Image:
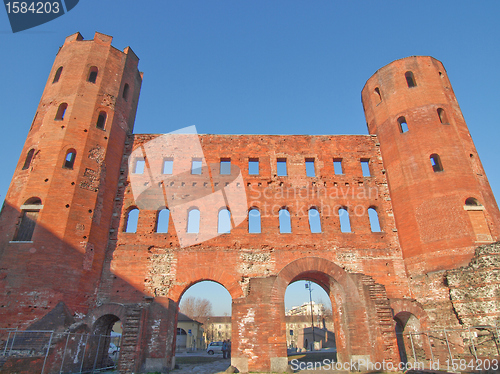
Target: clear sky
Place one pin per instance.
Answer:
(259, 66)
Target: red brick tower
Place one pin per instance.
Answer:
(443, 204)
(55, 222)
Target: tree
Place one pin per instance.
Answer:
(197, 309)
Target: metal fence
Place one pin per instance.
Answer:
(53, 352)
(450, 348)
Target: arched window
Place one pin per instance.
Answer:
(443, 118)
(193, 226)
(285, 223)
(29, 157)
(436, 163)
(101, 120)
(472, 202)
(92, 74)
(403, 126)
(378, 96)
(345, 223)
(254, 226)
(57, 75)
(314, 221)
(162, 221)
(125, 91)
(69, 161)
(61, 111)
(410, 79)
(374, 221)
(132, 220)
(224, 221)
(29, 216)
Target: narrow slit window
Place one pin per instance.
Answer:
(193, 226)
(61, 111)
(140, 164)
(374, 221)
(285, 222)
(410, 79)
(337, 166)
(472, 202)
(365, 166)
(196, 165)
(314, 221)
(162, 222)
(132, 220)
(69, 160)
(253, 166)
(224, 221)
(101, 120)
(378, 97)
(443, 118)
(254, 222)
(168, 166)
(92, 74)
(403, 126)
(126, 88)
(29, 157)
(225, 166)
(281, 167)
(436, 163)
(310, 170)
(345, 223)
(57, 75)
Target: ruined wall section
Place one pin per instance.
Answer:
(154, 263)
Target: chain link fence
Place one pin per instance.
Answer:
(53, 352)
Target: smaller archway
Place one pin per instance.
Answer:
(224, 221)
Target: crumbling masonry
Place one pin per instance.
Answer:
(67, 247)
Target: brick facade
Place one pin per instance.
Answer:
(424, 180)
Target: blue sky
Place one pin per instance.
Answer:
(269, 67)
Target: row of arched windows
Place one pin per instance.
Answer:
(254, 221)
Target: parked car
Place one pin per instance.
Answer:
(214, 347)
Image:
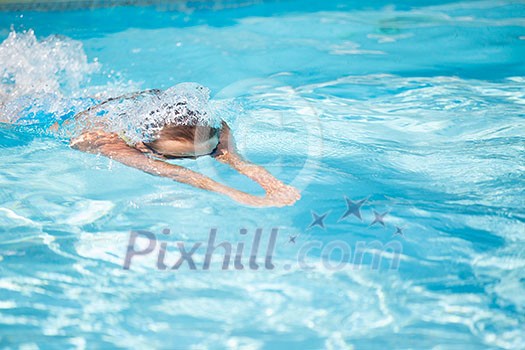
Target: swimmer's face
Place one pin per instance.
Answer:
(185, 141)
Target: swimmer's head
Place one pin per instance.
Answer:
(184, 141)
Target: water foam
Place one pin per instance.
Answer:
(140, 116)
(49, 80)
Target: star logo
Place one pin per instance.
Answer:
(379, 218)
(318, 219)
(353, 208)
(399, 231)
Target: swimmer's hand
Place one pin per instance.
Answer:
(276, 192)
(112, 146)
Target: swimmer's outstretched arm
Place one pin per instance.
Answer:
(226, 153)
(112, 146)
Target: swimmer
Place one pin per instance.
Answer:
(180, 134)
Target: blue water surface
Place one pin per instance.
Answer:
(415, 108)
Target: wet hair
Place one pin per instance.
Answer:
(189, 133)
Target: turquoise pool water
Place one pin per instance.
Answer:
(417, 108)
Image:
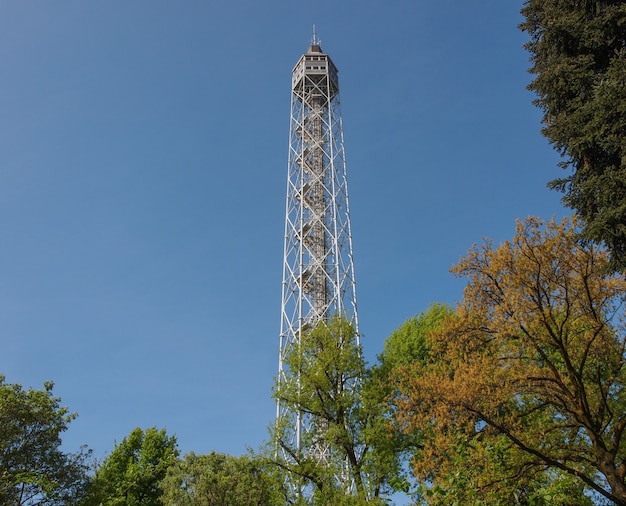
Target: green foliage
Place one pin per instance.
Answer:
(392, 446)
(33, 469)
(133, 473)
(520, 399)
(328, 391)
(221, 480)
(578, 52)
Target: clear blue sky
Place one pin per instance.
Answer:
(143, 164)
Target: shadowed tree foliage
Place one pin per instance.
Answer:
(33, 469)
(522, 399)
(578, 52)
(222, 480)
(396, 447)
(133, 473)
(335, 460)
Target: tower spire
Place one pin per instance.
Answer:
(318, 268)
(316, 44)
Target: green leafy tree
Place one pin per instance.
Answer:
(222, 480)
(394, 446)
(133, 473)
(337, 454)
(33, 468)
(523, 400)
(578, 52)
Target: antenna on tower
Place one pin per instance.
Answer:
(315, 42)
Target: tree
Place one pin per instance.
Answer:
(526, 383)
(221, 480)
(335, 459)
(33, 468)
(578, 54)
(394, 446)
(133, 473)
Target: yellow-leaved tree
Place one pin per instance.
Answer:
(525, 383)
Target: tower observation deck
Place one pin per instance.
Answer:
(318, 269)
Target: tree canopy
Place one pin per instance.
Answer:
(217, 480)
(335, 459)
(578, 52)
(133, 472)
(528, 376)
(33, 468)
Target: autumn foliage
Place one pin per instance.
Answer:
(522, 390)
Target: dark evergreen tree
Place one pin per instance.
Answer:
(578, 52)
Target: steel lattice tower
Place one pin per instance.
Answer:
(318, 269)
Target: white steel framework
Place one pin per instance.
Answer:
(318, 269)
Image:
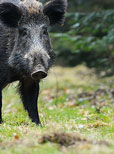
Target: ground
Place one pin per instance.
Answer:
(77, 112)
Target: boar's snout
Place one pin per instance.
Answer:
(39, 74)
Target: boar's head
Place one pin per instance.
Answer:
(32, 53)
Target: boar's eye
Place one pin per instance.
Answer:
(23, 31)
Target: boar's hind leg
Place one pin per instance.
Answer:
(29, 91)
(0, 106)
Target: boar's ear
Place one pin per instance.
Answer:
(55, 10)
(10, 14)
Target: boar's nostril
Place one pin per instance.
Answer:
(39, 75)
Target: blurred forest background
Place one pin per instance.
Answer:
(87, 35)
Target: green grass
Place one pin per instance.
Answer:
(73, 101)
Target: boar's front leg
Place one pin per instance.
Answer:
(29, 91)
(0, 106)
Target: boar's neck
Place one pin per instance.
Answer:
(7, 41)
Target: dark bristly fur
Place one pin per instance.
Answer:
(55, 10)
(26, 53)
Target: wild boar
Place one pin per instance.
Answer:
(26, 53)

--

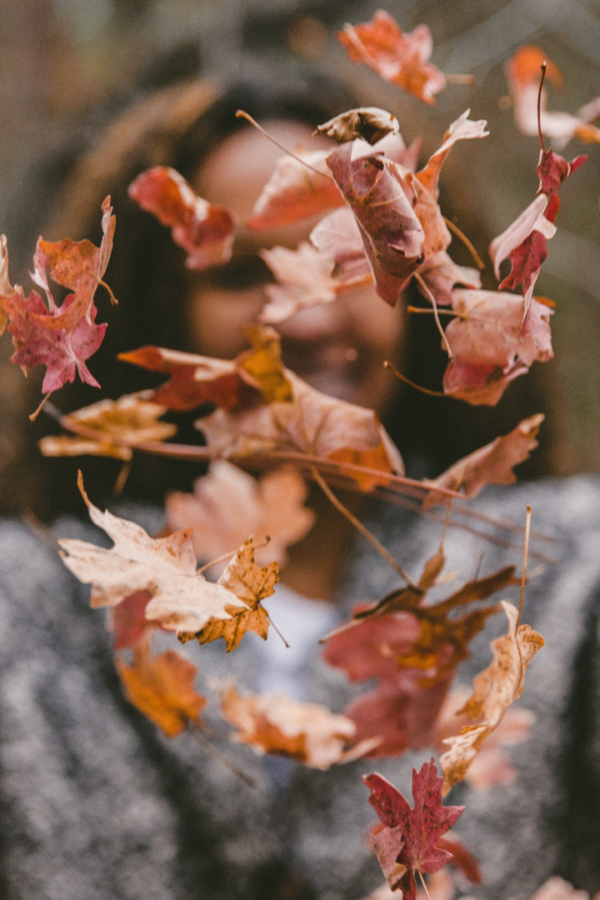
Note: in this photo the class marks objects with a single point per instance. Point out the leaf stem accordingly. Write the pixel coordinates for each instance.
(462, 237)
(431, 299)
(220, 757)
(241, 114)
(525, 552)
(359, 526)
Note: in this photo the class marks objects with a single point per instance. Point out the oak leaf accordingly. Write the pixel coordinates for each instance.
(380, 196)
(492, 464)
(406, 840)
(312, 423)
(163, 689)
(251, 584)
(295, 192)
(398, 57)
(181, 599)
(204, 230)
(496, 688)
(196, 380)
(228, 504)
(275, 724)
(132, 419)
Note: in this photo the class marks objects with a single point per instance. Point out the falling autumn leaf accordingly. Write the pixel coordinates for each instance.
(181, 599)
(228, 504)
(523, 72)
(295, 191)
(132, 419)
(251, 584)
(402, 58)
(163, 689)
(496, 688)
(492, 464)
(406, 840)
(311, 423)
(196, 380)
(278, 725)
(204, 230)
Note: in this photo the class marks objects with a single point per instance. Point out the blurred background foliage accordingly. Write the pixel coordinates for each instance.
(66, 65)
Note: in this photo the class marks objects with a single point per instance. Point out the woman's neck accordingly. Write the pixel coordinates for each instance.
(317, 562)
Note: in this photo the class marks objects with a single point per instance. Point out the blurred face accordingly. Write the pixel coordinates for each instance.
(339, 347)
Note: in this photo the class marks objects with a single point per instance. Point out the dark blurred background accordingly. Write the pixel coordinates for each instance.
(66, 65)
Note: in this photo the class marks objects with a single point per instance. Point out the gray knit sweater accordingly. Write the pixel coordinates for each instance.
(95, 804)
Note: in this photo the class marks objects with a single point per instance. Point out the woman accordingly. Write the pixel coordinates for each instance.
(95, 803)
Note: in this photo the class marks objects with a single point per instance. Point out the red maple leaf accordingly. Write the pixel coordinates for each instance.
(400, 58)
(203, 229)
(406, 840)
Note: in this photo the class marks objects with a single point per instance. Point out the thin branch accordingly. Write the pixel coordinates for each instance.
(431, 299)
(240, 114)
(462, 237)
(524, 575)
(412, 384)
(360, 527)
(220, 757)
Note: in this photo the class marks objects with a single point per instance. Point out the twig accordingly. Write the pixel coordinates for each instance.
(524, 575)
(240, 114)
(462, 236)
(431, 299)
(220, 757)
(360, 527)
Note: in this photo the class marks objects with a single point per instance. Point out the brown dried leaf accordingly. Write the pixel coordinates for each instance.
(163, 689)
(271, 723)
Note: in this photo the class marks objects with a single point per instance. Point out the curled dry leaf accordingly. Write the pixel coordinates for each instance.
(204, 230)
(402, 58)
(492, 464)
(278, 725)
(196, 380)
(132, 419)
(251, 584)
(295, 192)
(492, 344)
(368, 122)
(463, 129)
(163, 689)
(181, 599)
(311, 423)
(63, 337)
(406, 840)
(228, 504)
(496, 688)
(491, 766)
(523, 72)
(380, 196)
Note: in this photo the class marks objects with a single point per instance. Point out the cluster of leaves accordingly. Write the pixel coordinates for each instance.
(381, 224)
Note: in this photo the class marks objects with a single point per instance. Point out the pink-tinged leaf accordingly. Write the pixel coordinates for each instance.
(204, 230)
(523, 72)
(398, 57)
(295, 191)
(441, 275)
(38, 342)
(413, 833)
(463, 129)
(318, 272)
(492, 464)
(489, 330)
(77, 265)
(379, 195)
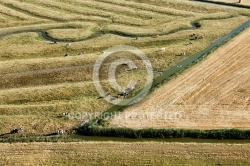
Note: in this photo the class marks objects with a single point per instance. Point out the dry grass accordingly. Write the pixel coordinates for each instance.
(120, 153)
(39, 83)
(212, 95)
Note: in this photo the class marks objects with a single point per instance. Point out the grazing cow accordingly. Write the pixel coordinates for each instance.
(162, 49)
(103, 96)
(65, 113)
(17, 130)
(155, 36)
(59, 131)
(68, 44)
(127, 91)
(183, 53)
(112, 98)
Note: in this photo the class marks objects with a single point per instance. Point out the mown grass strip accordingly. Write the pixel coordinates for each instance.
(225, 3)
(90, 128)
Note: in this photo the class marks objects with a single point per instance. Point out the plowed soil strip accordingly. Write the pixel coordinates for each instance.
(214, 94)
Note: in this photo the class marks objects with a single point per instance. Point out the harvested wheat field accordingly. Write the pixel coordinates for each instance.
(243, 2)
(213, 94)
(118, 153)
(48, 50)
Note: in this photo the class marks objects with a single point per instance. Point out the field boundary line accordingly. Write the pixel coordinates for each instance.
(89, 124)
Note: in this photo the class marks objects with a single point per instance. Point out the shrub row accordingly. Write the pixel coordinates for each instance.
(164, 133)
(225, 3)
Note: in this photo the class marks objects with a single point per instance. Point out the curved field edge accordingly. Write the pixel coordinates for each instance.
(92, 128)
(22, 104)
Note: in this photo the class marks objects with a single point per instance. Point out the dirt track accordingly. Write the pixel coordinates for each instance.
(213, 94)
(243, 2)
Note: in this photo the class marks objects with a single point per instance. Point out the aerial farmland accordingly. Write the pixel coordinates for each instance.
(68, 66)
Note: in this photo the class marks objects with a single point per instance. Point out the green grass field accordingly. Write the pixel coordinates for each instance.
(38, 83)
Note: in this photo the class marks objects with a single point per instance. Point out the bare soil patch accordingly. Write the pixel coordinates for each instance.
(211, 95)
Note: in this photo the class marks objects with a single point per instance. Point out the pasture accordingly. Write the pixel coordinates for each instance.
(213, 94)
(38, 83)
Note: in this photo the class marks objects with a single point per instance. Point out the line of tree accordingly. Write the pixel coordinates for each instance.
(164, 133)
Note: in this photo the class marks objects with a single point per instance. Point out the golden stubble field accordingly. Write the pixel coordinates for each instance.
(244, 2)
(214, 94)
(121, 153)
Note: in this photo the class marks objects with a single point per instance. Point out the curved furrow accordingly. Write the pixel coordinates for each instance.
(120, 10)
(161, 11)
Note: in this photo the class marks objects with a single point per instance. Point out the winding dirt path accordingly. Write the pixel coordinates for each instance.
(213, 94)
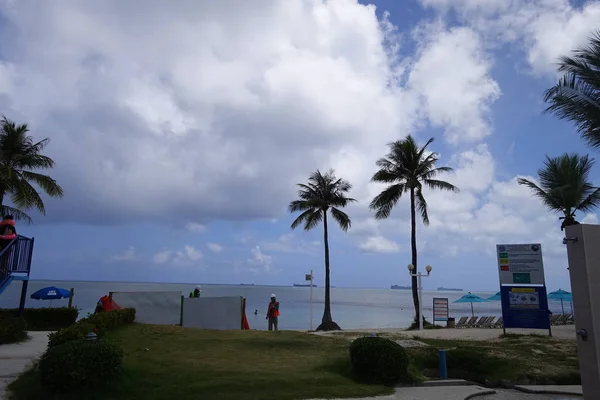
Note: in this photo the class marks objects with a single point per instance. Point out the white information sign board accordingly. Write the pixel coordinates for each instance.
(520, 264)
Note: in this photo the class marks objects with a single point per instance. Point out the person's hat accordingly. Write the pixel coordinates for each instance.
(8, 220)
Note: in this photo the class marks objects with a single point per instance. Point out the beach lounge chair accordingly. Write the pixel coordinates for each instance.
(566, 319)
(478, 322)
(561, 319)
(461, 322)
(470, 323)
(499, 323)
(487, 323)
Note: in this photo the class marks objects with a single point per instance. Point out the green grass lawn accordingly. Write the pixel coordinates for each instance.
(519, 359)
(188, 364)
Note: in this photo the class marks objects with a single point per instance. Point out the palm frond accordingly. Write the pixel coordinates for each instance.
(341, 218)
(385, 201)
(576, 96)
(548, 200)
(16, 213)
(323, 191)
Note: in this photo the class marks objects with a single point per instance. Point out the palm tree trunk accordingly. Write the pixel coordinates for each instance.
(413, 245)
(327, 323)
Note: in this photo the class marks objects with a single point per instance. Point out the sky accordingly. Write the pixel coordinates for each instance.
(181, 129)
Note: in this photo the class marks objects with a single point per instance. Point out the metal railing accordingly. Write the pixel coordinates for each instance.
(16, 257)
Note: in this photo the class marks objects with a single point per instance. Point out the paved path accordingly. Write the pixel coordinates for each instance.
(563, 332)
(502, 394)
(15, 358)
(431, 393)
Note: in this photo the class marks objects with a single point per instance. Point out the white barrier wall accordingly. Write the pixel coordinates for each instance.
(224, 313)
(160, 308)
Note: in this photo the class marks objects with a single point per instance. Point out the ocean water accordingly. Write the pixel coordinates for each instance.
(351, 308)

* * *

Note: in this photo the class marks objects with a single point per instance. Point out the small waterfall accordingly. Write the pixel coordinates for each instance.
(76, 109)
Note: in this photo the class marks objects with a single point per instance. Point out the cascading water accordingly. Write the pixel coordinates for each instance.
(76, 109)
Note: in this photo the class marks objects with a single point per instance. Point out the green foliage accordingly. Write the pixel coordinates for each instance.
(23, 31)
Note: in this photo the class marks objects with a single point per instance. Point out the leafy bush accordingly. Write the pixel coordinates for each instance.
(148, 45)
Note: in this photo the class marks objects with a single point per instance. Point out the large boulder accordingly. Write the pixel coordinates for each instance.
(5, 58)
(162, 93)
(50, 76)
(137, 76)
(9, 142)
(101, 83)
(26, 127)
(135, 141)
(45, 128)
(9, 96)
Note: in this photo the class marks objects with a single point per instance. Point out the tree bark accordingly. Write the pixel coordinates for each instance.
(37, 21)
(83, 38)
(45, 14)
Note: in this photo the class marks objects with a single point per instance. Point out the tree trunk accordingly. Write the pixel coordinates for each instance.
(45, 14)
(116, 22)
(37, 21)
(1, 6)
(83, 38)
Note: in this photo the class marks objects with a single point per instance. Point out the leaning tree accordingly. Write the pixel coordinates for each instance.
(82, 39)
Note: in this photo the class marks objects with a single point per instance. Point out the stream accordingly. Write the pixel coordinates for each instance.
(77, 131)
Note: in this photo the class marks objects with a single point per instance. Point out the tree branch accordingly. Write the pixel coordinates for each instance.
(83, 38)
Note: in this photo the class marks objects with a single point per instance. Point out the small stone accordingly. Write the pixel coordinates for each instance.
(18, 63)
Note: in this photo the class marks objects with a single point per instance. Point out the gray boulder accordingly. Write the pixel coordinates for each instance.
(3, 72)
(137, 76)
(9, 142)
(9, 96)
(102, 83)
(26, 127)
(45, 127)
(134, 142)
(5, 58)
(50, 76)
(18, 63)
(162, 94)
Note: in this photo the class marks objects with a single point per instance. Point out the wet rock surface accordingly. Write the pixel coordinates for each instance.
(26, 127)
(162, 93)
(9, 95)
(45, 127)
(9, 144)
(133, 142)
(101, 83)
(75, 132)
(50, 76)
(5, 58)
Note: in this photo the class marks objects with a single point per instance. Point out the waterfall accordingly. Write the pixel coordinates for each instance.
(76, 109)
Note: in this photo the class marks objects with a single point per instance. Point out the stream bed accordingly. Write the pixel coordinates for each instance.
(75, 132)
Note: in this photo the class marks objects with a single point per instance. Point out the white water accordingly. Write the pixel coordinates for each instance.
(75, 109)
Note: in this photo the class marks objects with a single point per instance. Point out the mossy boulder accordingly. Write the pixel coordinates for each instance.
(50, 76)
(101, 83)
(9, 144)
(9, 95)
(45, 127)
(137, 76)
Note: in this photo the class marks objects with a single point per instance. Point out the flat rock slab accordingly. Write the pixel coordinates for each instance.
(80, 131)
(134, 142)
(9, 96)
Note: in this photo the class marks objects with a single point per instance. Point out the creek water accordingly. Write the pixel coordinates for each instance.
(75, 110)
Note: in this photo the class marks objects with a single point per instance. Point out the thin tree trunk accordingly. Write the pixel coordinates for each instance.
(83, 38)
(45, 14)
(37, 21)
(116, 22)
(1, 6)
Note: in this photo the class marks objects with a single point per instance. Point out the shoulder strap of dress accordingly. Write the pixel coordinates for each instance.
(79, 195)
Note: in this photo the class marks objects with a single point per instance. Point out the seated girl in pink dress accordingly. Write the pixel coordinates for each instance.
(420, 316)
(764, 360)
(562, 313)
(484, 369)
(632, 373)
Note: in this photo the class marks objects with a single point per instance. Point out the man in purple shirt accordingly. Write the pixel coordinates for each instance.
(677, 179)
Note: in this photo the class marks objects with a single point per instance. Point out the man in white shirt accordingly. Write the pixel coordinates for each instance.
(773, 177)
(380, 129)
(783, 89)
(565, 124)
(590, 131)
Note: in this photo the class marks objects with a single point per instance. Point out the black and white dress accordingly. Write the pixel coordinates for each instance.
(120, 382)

• [Work required]:
Pull out each line of the items above that contains the string "brick". A match must have the same capitalization.

• [Written response]:
Target: red brick tower
Target: brick facade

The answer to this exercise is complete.